(Image outline annotation entries)

══════

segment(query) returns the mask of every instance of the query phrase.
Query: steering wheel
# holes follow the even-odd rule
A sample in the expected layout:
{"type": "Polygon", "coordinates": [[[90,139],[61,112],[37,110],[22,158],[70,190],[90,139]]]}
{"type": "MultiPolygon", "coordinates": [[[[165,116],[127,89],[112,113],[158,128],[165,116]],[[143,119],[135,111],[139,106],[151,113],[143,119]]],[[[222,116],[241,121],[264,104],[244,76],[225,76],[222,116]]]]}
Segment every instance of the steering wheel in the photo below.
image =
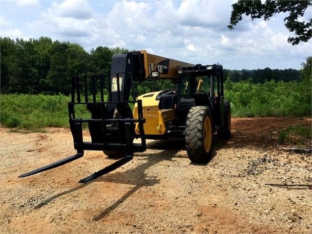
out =
{"type": "Polygon", "coordinates": [[[193,91],[193,93],[197,94],[198,94],[199,92],[204,93],[205,94],[207,95],[208,97],[209,97],[209,95],[208,95],[208,94],[207,92],[206,92],[205,91],[202,89],[195,89],[193,91]]]}

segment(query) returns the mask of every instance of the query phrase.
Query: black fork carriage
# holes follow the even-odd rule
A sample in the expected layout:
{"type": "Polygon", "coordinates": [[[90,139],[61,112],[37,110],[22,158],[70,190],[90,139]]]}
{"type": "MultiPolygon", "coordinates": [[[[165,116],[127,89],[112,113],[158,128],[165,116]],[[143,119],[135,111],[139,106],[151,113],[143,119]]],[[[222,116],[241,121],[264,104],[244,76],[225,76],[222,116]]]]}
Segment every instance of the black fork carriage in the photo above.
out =
{"type": "MultiPolygon", "coordinates": [[[[121,90],[123,88],[120,84],[125,80],[130,81],[129,85],[133,85],[132,74],[129,72],[91,77],[84,76],[82,79],[78,76],[73,77],[71,101],[68,102],[68,108],[69,126],[77,153],[19,177],[28,176],[63,165],[83,157],[84,150],[125,153],[124,157],[114,163],[79,181],[79,183],[85,183],[106,174],[131,160],[134,152],[145,151],[146,142],[143,128],[145,119],[143,118],[142,101],[129,101],[126,95],[125,98],[123,90],[121,90]],[[106,78],[108,84],[104,82],[106,78]],[[108,92],[104,91],[105,89],[104,84],[108,85],[108,87],[106,87],[108,92]],[[90,97],[89,93],[90,93],[90,97]],[[84,102],[81,101],[81,96],[83,94],[84,102]],[[107,96],[105,97],[104,94],[107,96]],[[104,99],[106,101],[104,101],[104,99]],[[129,106],[134,105],[138,106],[138,118],[135,119],[133,118],[129,106]],[[91,117],[77,117],[75,114],[78,108],[87,110],[85,112],[88,113],[88,117],[91,115],[91,117]],[[91,141],[83,140],[84,124],[88,126],[90,136],[89,139],[91,138],[91,141]],[[138,125],[139,135],[135,133],[135,125],[138,125]],[[141,143],[133,143],[135,138],[141,138],[141,143]]],[[[132,90],[132,96],[134,100],[133,88],[132,90]]],[[[87,132],[87,129],[85,129],[84,131],[87,132]]]]}

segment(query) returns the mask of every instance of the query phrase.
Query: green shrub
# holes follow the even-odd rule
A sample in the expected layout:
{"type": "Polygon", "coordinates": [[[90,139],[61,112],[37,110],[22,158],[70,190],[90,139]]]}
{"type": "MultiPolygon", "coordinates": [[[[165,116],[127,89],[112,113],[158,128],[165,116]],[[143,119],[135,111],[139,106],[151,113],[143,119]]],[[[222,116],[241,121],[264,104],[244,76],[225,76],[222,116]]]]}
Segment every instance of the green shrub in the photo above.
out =
{"type": "Polygon", "coordinates": [[[292,144],[299,146],[311,146],[311,127],[301,124],[290,125],[281,131],[278,140],[282,144],[292,144]]]}

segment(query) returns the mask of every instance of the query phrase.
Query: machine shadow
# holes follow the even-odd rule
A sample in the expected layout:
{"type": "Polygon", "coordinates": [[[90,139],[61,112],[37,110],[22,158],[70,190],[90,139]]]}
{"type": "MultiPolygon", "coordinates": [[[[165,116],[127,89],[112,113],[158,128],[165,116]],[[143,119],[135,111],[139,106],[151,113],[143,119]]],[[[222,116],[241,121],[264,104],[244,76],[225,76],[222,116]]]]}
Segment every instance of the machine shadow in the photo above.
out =
{"type": "MultiPolygon", "coordinates": [[[[141,153],[138,154],[136,154],[137,155],[135,154],[134,157],[140,157],[141,159],[139,160],[144,160],[143,159],[143,158],[146,157],[146,158],[147,158],[147,161],[140,165],[139,167],[132,168],[126,171],[119,172],[117,170],[113,173],[109,173],[106,175],[104,175],[98,178],[96,180],[95,180],[98,181],[113,181],[114,183],[116,183],[131,184],[135,185],[135,186],[131,189],[131,190],[127,192],[124,195],[113,204],[107,207],[107,208],[103,212],[95,216],[93,219],[94,220],[99,220],[104,217],[105,215],[110,211],[112,211],[117,208],[118,204],[126,199],[140,188],[142,188],[143,186],[152,186],[154,184],[159,183],[159,180],[156,178],[148,177],[147,175],[145,175],[144,172],[150,167],[158,163],[161,161],[172,160],[172,158],[175,157],[175,155],[177,153],[177,152],[180,150],[183,150],[184,149],[183,148],[185,147],[183,144],[178,144],[178,142],[183,142],[183,140],[181,140],[181,139],[170,139],[166,140],[166,141],[165,141],[165,142],[163,140],[159,140],[154,141],[152,142],[148,143],[146,144],[147,149],[157,149],[161,150],[161,151],[156,153],[153,153],[152,155],[149,155],[148,154],[145,153],[141,153]],[[165,153],[164,150],[166,150],[166,153],[165,153]],[[141,179],[138,181],[135,179],[131,180],[131,179],[129,179],[135,177],[139,177],[141,179]]],[[[180,156],[176,157],[180,157],[180,156]]],[[[112,160],[109,158],[108,158],[107,159],[112,160]]],[[[34,209],[40,209],[62,196],[74,192],[87,186],[95,180],[92,180],[86,183],[80,184],[76,187],[55,194],[51,197],[42,201],[42,202],[35,206],[34,209]]]]}
{"type": "Polygon", "coordinates": [[[169,139],[167,140],[157,140],[146,144],[147,149],[154,149],[161,150],[152,154],[141,153],[135,154],[134,157],[139,160],[146,160],[146,162],[138,167],[131,169],[125,171],[117,171],[113,174],[109,174],[98,179],[98,181],[112,182],[116,183],[127,184],[135,185],[125,195],[116,201],[112,205],[105,209],[101,213],[95,216],[92,220],[99,221],[104,218],[110,212],[117,208],[119,205],[139,189],[143,187],[153,186],[159,183],[159,180],[155,177],[151,177],[145,173],[145,171],[150,167],[157,164],[162,161],[172,161],[175,157],[180,157],[180,155],[175,156],[180,150],[183,150],[185,146],[181,142],[181,139],[169,139]],[[175,144],[173,144],[175,143],[175,144]],[[166,150],[166,153],[164,152],[166,150]],[[140,179],[138,180],[138,178],[140,179]],[[131,179],[132,178],[132,179],[131,179]]]}

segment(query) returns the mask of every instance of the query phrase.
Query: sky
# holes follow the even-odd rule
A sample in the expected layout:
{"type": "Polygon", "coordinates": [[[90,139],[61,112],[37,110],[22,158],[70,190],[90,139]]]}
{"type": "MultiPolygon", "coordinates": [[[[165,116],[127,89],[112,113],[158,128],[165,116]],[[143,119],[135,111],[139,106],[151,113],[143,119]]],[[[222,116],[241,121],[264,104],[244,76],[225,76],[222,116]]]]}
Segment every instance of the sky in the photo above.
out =
{"type": "MultiPolygon", "coordinates": [[[[299,69],[312,40],[292,45],[284,24],[243,17],[227,27],[234,0],[0,0],[0,36],[69,42],[86,52],[119,47],[225,69],[299,69]]],[[[312,9],[303,20],[311,18],[312,9]]]]}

══════

* [Stated goal] Write out the full listing verbatim, excluding its pictures.

* [The response]
segment(query) returns the mask of every instance of the query phrase.
Query: steering wheel
# holes follow the even-odd rule
A sample in the expected layout:
{"type": "Polygon", "coordinates": [[[90,139],[61,112],[37,110],[22,158],[70,190],[90,139]]]}
{"type": "MultiPolygon", "coordinates": [[[[165,116],[127,89],[112,113],[158,128],[165,116]],[[143,119],[135,111],[139,106],[151,113],[143,119]]],[[[222,116],[241,121],[264,104],[244,76],[225,76],[222,116]]]]}
Segment every instance of the steering wheel in the photo below.
image =
out =
{"type": "Polygon", "coordinates": [[[193,91],[193,93],[197,94],[198,94],[199,92],[204,93],[205,94],[207,95],[208,97],[209,97],[209,95],[208,95],[208,94],[207,92],[206,92],[205,91],[202,89],[195,89],[193,91]]]}

segment(query) returns the mask of every instance of the query phrase.
Query: black fork carriage
# holes follow the even-odd rule
A sample in the expected layout:
{"type": "Polygon", "coordinates": [[[90,139],[61,112],[37,110],[22,158],[70,190],[90,139]]]}
{"type": "MultiPolygon", "coordinates": [[[[165,116],[127,89],[112,113],[158,128],[165,116]],[[143,119],[135,111],[139,106],[151,113],[143,119]]],[[[222,116],[241,121],[264,104],[244,76],[225,76],[222,116]]]]}
Segment every instance of the black fork carriage in the photo above.
out =
{"type": "MultiPolygon", "coordinates": [[[[121,90],[123,88],[120,84],[125,80],[130,81],[129,85],[133,85],[132,74],[129,72],[91,77],[84,76],[82,79],[78,76],[73,77],[71,101],[68,102],[68,108],[69,126],[77,153],[19,177],[28,176],[63,165],[83,157],[84,150],[125,153],[124,157],[114,163],[79,181],[79,183],[85,183],[106,174],[131,160],[134,152],[145,151],[146,142],[143,128],[145,119],[143,118],[142,101],[129,101],[126,95],[125,98],[123,90],[121,90]],[[106,78],[108,84],[104,82],[106,78]],[[108,92],[104,91],[105,89],[104,84],[108,85],[108,87],[106,87],[108,92]],[[90,97],[89,93],[90,93],[90,97]],[[84,102],[81,101],[81,96],[83,94],[84,102]],[[107,96],[105,97],[104,94],[107,96]],[[104,99],[106,101],[104,101],[104,99]],[[129,106],[134,105],[138,106],[138,118],[135,119],[133,118],[129,106]],[[91,117],[77,117],[75,114],[78,108],[87,110],[85,112],[88,113],[88,117],[91,115],[91,117]],[[91,141],[83,140],[84,124],[88,126],[90,136],[89,139],[91,138],[91,141]],[[138,125],[139,135],[135,133],[135,125],[138,125]],[[141,143],[133,143],[135,138],[141,138],[141,143]]],[[[132,90],[132,96],[134,100],[133,88],[132,90]]],[[[87,132],[87,129],[85,129],[84,131],[87,132]]]]}

segment(query) returns the mask of every instance of the query phrase.
Query: green shrub
# holes follow the even-odd rule
A sample in the expected layout:
{"type": "Polygon", "coordinates": [[[90,139],[61,112],[37,110],[22,158],[70,190],[90,139]]]}
{"type": "MultiPolygon", "coordinates": [[[[165,116],[127,89],[112,113],[158,128],[165,116]],[[143,119],[135,111],[139,106],[151,113],[143,119]]],[[[222,116],[241,121],[264,104],[244,76],[225,76],[222,116]]]]}
Segment every instance of the green shrub in the photo above.
out =
{"type": "Polygon", "coordinates": [[[292,144],[299,146],[311,146],[311,127],[301,124],[290,125],[281,131],[278,140],[282,144],[292,144]]]}

segment(query) returns the mask of every instance of the query phrase.
Query: machine shadow
# holes follow the even-odd rule
A sample in the expected layout:
{"type": "Polygon", "coordinates": [[[90,139],[61,112],[37,110],[22,158],[70,190],[90,139]]]}
{"type": "MultiPolygon", "coordinates": [[[[165,116],[127,89],[112,113],[158,128],[165,116]],[[143,119],[135,111],[139,106],[151,113],[143,119]]],[[[222,116],[241,121],[264,104],[244,76],[225,76],[222,116]]]]}
Segment every instance of the machine shadow in the photo above.
out =
{"type": "MultiPolygon", "coordinates": [[[[141,153],[138,154],[136,154],[137,155],[135,154],[134,157],[140,157],[141,159],[139,160],[144,160],[143,159],[143,158],[146,157],[146,158],[147,158],[147,161],[140,165],[139,167],[132,168],[126,171],[119,172],[117,170],[113,173],[109,173],[106,175],[104,175],[98,178],[96,180],[95,180],[98,181],[113,181],[114,183],[116,183],[131,184],[135,185],[135,186],[131,189],[131,190],[127,192],[124,195],[113,204],[107,207],[107,208],[103,212],[95,216],[93,219],[94,220],[99,220],[104,217],[105,215],[110,211],[112,211],[117,208],[118,204],[126,199],[140,188],[142,188],[143,186],[152,186],[154,184],[159,183],[159,180],[156,178],[148,177],[147,175],[145,175],[144,172],[150,167],[158,163],[161,161],[172,160],[172,158],[175,157],[175,155],[177,153],[177,152],[180,150],[183,150],[184,149],[183,148],[185,147],[183,144],[178,144],[178,142],[183,142],[183,140],[181,140],[181,139],[170,139],[166,140],[166,141],[165,141],[165,142],[163,140],[159,140],[154,141],[152,142],[148,143],[146,144],[147,149],[157,149],[161,150],[161,151],[156,153],[153,153],[152,155],[149,155],[148,154],[145,153],[141,153]],[[165,153],[164,150],[166,150],[166,153],[165,153]],[[141,179],[138,181],[135,179],[131,180],[131,179],[129,179],[135,177],[139,177],[141,179]]],[[[180,156],[176,157],[180,157],[180,156]]],[[[112,160],[109,158],[108,158],[107,159],[112,160]]],[[[34,209],[40,209],[62,196],[74,192],[87,186],[95,180],[92,180],[86,183],[80,184],[76,187],[55,194],[51,197],[42,201],[42,202],[35,206],[34,209]]]]}
{"type": "Polygon", "coordinates": [[[169,139],[167,140],[157,140],[146,144],[147,149],[154,149],[161,150],[152,154],[141,153],[135,154],[134,157],[139,160],[146,160],[146,162],[138,167],[131,169],[125,171],[117,171],[113,174],[109,174],[98,179],[98,181],[112,182],[116,183],[127,184],[135,185],[125,195],[116,201],[112,205],[105,209],[101,213],[95,216],[92,220],[99,221],[104,218],[110,212],[117,208],[119,205],[139,189],[143,187],[153,186],[159,183],[159,180],[155,177],[151,177],[145,173],[145,171],[150,167],[157,164],[162,161],[172,161],[175,157],[180,157],[180,155],[175,156],[180,150],[183,150],[185,146],[181,142],[181,139],[169,139]],[[175,144],[173,144],[175,143],[175,144]],[[166,150],[166,153],[164,152],[166,150]],[[140,179],[138,180],[138,178],[140,179]],[[131,179],[132,178],[132,179],[131,179]]]}

segment(query) returns the mask of every instance of the query phrase.
Query: sky
# holes follow the even-odd rule
A sample in the expected layout:
{"type": "Polygon", "coordinates": [[[90,139],[61,112],[37,110],[22,158],[70,190],[90,139]]]}
{"type": "MultiPolygon", "coordinates": [[[[165,116],[127,89],[112,113],[158,128],[165,116]],[[143,119],[135,111],[139,106],[151,113],[143,119]]],[[[222,116],[241,121],[264,104],[244,76],[225,76],[222,116]]]]}
Segment every instance of the sky in the photo above.
out =
{"type": "MultiPolygon", "coordinates": [[[[299,69],[312,40],[292,45],[284,24],[243,17],[227,27],[234,0],[0,0],[0,36],[69,42],[86,52],[119,47],[225,69],[299,69]]],[[[312,9],[303,20],[311,18],[312,9]]]]}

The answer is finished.